(TASK OBJECTIVE)
Copy the entries that follow, exactly and completely.

(PROVIDED RECORDS)

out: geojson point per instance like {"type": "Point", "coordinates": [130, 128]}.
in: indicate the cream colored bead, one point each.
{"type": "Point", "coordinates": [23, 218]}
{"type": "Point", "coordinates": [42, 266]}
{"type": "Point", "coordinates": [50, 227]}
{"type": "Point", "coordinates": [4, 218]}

(COMPLETED EXERCISE)
out: geojson point per instance like {"type": "Point", "coordinates": [130, 128]}.
in: indicate the cream colored bead, one point each.
{"type": "Point", "coordinates": [23, 218]}
{"type": "Point", "coordinates": [42, 266]}
{"type": "Point", "coordinates": [50, 227]}
{"type": "Point", "coordinates": [4, 218]}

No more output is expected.